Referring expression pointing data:
# # # #

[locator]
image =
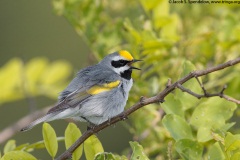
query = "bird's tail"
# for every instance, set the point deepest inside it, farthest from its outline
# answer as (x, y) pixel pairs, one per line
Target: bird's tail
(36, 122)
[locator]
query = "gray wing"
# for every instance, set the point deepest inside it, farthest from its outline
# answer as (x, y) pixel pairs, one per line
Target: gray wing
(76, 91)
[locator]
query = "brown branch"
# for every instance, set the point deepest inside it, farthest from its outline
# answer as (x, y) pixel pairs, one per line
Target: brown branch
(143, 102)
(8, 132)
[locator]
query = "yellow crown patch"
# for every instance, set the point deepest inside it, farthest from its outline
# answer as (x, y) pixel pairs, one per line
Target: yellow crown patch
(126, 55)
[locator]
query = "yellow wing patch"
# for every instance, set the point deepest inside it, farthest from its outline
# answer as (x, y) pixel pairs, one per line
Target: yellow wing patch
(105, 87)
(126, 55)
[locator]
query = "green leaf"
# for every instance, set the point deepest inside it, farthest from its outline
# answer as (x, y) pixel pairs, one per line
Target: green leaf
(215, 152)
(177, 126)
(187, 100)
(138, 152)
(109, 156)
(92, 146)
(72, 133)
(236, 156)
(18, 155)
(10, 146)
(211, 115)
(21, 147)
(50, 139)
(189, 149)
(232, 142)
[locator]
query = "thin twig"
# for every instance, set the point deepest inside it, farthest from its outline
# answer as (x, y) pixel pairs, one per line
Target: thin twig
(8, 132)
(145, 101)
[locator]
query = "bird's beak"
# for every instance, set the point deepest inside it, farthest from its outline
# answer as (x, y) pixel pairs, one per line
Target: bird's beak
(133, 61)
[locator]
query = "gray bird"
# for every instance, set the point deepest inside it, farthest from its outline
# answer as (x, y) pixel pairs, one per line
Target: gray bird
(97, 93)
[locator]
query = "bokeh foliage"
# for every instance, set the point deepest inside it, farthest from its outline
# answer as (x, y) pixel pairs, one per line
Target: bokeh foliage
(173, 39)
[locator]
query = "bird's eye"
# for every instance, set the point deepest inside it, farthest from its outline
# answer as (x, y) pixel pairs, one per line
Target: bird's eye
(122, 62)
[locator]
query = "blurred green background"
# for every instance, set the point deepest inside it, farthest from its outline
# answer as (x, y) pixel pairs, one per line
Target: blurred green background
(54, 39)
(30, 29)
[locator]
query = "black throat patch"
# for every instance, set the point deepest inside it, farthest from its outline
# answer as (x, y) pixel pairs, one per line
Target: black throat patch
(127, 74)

# # # #

▶ [WHAT THE TASK ASKS] What you output must match the data exactly, apart from the pictures, which are left out.

▶ [ANSWER SPACE]
[locator]
image =
query = "bird's tail"
# for every instance, set the point deepest inside it, farthest from its outline
# answer as (x, y) pixel pairs, one per line
Target: bird's tail
(36, 122)
[locator]
query = "gray wing"
# for every instance, set the point deepest inside it, farthest from its outline
# answer as (x, y) pixel pairs, one per line
Target: gray wing
(76, 91)
[locator]
query = "brown branch"
# for every instance, set the point deepest inside it, farthest from its outline
# answer as (x, y) pixel pairs, one per line
Target: brown branch
(143, 102)
(8, 132)
[locator]
query = "yellow crown patch"
# for every instance, set the point deepest inside it, farthest from its outline
# answer as (x, y) pixel pairs, one per line
Target: yellow crown patch
(126, 55)
[locator]
query = "yellow wing patch"
# for every instance, set the point deepest inside it, farthest from its outline
# answer as (x, y) pixel pairs, one per line
Target: yellow wing patch
(105, 87)
(126, 55)
[locator]
query = "green leaf"
# for every instance, set the point deepest inside it, farthest from its outline
# answer as (x, y) pixel pairs, one per line
Target: green leaf
(215, 152)
(177, 126)
(187, 100)
(138, 152)
(109, 156)
(92, 146)
(72, 133)
(236, 156)
(18, 155)
(10, 146)
(211, 115)
(21, 147)
(50, 139)
(189, 149)
(232, 142)
[locator]
query = "thin twig"
# for every instance, set the point deepest inside it, farthest from its outline
# answer as (x, y) pixel pairs, one per line
Target: thin twig
(8, 132)
(145, 101)
[locator]
query = "bird's beak"
# for every instance, set the point deepest inside it, farthest from its outline
# answer as (x, y) pixel pairs, one per line
Target: bird's beak
(133, 61)
[locator]
query = "gray bird"
# for every instance, set the point deepest inside it, farthest from its outline
# answer as (x, y) pixel pairs, one per line
Target: gray bird
(97, 93)
[locator]
query = "bokeh foliage"
# for every instance, set the point deepest inside it, farthest from its outline
# answer as (x, y) pixel pairs, one per line
Target: bokeh foliage
(173, 39)
[locator]
query = "bird's eye"
# for every instance, set the point deepest inside it, farthest from its outline
# answer as (x, y) pixel pairs, one per line
Target: bird's eye
(122, 62)
[locator]
query = "blurred green background"
# for every instance, set the point deepest inside it, farthest from its outline
# answer as (x, y) pixel pairs, one per line
Target: blurred green background
(54, 39)
(30, 29)
[locator]
query = "black throat patch"
# for every instance, set the point deepest inside it, farthest from its outline
# answer as (x, y) pixel pairs, one per line
Target: black throat patch
(127, 74)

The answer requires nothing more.